Back in the early 90's when the console wars were in full swing there were about as many players in the market as we will likely ever see at one time. Sega, Nintendo, 3do, and even NEC had pretty great systems already out and well, Atari thought this was a good time to re-emerge. Atari had been out of the game for many years at this point as they were still reeling from the massive crash that many people believe that Atari actually created by allowing the release of so many horrible games in the early 80's.
The Jaguar was meant to be Atari's big boost back to the top..... and it was anything but
I will say this: They did a great job with the hype leading up to its release date. Virtually everyone i knew wanted one and this was Atari's first failure of many to come. Most of us couldn't actually get one because Atari had an accidental limited initial launch (they would later claim this was intentional) because they couldn't produce them fast enough due to the internal workings being so complicated to produce. This was just one of the many things they did terribly wrong.
The hardware inside the actual box actually WAS superior to other consoles that existed at the time but Atari failed to produce developer tools and this made it very difficult to make any games for the damn thing. Combine this with the fact that Atari already had a terrible reputation for mistreating third-party developers and well, the industry hadn't forgotten even though it had been nearly a decade. The end result of all this is that the doomed system ended up with a total library of a mere 56 games - with most of them getting horrible reviews.
The above game, called Cybermorph, was their big launch title and it was just terrible. Here Atari had been talking about how their game system has 64-bit processing power compared to SNES and Genesis 16-bits and the console was $100 more expensive than either and THIS was the end result? Just awful.

=-=-=-=-=

* _THINGS TO DO_:
[A] Say whether each statement below agrees with the piece on the Atari Jaguar. Answer yes or no for each, and quote the words from the piece that decide it.
(i) The Jaguar's hardware was weaker than that of the other consoles of its time.
(ii) The Jaguar ended up with a library of 56 games.
(iii) The Jaguar sold at the same price as the SNES and Genesis.
[B] Carry the piece on the Atari Jaguar forward from its last sentence.

=-=-=-=-=

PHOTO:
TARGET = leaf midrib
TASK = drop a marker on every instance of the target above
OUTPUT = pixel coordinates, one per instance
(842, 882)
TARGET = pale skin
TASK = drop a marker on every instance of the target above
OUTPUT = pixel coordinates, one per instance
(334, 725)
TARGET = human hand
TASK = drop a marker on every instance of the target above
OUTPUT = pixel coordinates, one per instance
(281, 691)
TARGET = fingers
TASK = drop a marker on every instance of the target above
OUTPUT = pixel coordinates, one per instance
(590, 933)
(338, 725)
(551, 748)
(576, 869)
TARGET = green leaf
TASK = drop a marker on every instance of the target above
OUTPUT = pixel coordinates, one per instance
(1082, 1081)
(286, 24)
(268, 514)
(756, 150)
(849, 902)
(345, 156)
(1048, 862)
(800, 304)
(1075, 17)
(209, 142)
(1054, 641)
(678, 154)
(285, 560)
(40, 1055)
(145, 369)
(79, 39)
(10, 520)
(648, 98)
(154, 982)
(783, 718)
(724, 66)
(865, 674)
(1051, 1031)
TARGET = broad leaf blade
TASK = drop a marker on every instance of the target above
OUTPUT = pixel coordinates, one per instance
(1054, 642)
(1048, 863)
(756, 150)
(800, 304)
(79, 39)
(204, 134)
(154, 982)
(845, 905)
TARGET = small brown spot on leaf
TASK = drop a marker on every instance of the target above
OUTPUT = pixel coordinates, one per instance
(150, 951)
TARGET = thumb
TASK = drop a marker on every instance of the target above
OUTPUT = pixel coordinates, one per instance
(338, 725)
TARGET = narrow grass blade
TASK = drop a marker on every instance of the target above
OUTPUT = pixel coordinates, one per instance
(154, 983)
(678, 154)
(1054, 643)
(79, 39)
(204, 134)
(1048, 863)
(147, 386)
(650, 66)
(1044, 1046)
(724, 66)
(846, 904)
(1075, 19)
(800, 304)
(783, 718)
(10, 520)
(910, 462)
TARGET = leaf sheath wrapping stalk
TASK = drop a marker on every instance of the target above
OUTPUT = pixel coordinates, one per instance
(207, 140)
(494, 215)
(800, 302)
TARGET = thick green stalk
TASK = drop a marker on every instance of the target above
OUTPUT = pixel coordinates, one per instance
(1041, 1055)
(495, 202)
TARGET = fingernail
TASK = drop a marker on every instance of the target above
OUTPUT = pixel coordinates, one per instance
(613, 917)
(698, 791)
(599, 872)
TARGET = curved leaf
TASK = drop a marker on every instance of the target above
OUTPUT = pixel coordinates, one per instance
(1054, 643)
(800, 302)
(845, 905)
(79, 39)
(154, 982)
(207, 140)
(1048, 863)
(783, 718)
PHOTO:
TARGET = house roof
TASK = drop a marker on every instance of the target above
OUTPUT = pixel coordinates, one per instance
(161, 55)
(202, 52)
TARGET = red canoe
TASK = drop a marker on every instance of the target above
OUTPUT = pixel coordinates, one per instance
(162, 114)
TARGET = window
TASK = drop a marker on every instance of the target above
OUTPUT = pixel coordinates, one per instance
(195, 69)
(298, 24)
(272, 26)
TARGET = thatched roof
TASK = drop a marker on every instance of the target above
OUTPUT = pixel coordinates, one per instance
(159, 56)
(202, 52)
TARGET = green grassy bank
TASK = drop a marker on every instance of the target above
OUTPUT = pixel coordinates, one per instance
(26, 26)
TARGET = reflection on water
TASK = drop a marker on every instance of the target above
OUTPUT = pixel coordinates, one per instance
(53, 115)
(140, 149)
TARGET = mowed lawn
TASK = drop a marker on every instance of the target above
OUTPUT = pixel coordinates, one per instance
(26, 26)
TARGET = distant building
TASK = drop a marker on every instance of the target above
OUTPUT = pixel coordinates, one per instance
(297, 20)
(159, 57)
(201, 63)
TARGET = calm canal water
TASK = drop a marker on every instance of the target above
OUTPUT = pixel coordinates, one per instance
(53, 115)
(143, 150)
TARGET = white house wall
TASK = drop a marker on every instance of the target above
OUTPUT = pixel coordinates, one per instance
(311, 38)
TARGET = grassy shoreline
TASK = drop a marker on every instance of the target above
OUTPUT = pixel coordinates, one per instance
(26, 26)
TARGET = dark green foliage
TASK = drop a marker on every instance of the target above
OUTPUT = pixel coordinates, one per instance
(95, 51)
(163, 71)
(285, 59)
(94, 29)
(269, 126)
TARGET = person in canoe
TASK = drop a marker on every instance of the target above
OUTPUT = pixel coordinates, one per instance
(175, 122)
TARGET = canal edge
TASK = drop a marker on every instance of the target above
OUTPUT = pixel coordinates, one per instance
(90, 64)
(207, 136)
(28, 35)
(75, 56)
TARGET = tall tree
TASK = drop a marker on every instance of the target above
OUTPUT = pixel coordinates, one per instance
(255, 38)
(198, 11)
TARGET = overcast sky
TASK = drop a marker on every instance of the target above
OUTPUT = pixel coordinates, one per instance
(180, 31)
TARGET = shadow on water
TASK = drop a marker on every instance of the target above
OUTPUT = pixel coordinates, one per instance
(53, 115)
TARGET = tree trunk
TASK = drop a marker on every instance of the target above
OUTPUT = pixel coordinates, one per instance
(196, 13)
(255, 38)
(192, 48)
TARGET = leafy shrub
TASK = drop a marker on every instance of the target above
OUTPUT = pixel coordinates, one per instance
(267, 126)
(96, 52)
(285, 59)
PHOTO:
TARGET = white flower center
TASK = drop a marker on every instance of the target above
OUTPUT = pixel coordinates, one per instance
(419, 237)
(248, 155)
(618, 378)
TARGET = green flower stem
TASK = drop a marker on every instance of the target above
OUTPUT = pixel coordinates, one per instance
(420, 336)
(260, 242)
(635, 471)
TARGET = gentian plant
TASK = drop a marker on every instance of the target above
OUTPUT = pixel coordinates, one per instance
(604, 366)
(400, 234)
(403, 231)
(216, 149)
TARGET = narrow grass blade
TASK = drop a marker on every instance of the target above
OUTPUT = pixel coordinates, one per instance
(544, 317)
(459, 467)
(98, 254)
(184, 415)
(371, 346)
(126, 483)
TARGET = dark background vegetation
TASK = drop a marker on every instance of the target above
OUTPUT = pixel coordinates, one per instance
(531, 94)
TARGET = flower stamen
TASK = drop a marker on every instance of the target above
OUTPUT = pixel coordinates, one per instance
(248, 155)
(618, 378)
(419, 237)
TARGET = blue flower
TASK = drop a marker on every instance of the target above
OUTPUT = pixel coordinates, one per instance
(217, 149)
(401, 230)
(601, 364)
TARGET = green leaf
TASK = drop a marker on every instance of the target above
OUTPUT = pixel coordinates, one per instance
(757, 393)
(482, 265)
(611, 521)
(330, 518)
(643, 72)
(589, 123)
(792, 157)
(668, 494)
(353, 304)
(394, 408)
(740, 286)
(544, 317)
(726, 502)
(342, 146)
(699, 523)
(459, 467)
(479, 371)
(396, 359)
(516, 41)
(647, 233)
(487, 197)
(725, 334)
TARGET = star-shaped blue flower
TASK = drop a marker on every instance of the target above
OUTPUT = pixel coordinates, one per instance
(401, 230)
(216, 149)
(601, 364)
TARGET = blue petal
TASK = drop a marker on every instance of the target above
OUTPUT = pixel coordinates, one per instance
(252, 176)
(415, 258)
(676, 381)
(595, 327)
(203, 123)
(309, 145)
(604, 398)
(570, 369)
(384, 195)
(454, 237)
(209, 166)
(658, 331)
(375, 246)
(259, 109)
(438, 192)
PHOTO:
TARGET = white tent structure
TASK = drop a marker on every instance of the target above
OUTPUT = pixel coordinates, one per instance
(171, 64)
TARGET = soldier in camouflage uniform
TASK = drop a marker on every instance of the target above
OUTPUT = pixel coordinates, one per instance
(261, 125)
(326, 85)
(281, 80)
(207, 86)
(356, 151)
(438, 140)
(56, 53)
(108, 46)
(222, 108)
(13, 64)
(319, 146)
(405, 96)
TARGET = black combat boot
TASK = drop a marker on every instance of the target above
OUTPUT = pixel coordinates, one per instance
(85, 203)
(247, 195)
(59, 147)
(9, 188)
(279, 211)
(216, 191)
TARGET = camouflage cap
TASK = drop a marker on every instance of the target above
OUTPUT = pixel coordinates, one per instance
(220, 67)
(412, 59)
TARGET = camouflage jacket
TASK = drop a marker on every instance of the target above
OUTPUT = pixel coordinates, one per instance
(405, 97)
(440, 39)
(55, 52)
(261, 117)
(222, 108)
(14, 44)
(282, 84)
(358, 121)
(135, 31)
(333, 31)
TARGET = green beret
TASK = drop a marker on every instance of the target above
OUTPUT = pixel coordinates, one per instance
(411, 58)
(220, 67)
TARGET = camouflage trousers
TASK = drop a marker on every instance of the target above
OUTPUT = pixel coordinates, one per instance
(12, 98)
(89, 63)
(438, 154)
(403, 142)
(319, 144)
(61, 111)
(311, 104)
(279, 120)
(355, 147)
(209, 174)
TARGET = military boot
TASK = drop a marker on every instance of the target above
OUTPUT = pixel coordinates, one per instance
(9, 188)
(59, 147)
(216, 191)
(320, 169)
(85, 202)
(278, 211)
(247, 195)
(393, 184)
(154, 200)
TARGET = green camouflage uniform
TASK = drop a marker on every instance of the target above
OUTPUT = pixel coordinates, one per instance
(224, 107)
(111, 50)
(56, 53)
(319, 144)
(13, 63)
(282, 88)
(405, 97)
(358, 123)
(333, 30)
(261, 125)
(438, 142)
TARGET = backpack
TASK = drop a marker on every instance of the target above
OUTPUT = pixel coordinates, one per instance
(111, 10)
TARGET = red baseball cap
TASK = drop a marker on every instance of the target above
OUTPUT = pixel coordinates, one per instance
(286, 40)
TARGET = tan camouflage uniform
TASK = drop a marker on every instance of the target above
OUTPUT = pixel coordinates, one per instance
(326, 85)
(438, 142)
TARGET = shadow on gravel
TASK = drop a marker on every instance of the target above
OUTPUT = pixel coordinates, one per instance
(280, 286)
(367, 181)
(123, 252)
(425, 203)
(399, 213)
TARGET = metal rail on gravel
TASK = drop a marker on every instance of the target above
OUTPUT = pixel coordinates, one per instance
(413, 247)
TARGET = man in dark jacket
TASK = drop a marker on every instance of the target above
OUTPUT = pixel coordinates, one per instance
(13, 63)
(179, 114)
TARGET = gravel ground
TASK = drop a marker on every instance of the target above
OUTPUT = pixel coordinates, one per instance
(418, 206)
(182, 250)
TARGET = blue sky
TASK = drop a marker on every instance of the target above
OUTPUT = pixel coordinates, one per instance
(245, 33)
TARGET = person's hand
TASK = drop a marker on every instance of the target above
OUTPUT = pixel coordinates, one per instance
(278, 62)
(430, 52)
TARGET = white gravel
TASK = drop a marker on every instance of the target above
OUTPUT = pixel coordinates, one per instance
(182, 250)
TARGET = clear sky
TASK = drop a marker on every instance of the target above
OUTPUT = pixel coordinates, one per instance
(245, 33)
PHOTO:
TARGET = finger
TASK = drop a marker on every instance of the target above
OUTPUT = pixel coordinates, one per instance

=-=-=-=-=

* _ANSWERS BY ITEM_:
[A]
(i) No: "The hardware inside the actual box actually WAS superior to other consoles that existed at the time"
(ii) Yes: "the doomed system ended up with a total library of a mere 56 games"
(iii) No: "the console was $100 more expensive than either"

[B]
Unfortunately most of the games did not get any better and there are only 2 that I can recall that received any sort of real praise. This was Aliens vs. Predator and Rayman - which originally was ONLY on the Jaguar but by the time it was released in 1995 the Sega Saturn and Sony Playstation were now on the market and literally no one was even talking about the Jaguar anymore.
Atari's last hurrah of advertising came around Christmas of 1995 where they had a campaign of half truths including that the Jaguar was the "only 64-bit game system on the market"
The problem with this was that the Jaguar had two 32-bit processors according to most people who reviewed it, and you can't simply add up the bits contained in each processor. If that was the case then the Sega Saturn was a 112-bt machine.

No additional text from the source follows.